WHAT TO WORK ON →
Read the data below. Every line holding the string "green" must be copied.

GIVEN RECORDS →
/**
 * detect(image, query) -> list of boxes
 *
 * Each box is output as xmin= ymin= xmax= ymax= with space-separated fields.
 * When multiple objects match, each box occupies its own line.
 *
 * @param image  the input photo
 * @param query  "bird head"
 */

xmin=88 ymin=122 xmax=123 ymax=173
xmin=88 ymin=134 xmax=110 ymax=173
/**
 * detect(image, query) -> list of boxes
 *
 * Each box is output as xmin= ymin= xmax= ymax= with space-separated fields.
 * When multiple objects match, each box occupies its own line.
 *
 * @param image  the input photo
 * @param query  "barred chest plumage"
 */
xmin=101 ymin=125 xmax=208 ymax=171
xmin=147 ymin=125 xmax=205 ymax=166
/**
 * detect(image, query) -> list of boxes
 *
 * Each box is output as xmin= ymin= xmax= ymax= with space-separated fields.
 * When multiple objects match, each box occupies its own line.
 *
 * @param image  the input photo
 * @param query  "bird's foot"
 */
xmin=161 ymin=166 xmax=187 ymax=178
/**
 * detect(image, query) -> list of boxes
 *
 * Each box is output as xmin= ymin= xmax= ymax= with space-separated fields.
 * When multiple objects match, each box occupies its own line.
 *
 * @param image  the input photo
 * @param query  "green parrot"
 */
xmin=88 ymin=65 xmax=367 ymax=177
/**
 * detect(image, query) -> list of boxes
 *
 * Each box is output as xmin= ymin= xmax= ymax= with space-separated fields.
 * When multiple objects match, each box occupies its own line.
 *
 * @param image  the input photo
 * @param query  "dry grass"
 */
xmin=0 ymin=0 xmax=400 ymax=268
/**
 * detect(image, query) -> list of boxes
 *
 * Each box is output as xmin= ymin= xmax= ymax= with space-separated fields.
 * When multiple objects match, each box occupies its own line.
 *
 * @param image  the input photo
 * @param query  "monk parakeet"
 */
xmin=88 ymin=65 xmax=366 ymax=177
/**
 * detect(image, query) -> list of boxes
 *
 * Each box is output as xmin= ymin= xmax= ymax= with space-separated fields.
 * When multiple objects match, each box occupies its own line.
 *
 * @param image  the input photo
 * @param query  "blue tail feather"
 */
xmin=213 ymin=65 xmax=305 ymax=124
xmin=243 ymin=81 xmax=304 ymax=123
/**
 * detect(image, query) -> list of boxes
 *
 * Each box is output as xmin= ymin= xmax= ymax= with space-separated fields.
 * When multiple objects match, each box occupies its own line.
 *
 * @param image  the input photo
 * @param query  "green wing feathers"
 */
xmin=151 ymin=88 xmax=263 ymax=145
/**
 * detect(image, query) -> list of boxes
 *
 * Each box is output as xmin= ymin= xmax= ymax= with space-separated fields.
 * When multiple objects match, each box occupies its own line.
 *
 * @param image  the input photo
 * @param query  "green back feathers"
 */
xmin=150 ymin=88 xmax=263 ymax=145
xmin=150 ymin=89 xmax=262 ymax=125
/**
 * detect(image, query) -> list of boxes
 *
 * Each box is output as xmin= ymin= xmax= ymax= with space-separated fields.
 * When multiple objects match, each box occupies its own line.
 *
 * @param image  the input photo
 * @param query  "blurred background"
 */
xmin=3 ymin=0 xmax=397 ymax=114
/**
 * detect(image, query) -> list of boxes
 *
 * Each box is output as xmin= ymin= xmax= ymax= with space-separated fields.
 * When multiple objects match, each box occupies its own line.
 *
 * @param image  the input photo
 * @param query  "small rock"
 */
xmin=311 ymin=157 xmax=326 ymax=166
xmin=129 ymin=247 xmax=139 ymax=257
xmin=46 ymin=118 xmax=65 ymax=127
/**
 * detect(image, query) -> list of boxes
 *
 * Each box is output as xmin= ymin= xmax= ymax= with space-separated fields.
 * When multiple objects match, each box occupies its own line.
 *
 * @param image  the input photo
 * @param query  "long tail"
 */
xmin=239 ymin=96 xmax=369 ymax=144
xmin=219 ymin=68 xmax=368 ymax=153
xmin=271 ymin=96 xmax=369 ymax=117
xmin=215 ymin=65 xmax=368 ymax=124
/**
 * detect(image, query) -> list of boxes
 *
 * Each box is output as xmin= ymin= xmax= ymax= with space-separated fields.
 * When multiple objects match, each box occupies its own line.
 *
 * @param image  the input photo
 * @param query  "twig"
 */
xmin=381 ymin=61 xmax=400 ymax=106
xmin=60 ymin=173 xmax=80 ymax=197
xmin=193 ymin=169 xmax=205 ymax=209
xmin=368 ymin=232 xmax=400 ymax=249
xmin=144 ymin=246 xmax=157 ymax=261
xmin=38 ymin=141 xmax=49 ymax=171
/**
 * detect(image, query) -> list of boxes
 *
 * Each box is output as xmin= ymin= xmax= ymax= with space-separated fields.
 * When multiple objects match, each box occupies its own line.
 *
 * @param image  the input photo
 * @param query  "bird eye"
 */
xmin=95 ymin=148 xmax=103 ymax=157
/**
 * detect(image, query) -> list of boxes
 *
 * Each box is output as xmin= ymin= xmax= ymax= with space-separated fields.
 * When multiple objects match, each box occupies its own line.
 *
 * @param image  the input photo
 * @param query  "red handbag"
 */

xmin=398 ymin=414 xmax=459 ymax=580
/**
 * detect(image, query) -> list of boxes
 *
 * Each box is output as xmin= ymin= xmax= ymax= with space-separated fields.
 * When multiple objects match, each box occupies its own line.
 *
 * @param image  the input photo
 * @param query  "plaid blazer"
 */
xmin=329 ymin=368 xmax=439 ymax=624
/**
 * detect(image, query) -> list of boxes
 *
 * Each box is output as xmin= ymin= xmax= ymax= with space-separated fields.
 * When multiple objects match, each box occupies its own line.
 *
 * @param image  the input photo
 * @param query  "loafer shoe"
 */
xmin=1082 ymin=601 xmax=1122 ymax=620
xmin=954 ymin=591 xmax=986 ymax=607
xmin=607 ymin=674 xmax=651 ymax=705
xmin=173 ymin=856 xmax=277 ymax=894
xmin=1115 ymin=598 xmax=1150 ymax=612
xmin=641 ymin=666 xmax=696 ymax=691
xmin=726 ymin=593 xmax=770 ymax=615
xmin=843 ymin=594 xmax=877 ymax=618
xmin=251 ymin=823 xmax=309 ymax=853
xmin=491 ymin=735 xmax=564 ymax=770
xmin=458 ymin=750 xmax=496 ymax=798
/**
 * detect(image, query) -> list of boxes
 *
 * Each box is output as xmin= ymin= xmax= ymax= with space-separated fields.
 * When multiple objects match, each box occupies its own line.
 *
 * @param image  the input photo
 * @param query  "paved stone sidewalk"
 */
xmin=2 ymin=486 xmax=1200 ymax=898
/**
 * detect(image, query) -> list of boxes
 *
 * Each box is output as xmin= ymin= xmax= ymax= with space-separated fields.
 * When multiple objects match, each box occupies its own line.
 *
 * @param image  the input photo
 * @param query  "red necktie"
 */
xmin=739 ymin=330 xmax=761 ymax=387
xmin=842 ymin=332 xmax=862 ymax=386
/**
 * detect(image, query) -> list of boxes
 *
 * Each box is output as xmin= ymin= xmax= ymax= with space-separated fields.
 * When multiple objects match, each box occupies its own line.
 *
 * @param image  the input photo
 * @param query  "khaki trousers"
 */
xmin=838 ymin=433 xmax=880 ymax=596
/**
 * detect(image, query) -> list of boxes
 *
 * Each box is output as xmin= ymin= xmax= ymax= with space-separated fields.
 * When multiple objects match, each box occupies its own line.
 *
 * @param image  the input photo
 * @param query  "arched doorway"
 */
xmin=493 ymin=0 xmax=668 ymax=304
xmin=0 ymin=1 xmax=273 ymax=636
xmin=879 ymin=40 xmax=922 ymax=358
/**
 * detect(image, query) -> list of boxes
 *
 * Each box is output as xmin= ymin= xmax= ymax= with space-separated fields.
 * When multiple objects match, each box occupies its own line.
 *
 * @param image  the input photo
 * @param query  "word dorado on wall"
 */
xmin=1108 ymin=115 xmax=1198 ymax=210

REPLY TO THE TASK →
 * @param query  "green parrot"
 * @param query  "green wing feathers"
 * @param query  "green back feathers"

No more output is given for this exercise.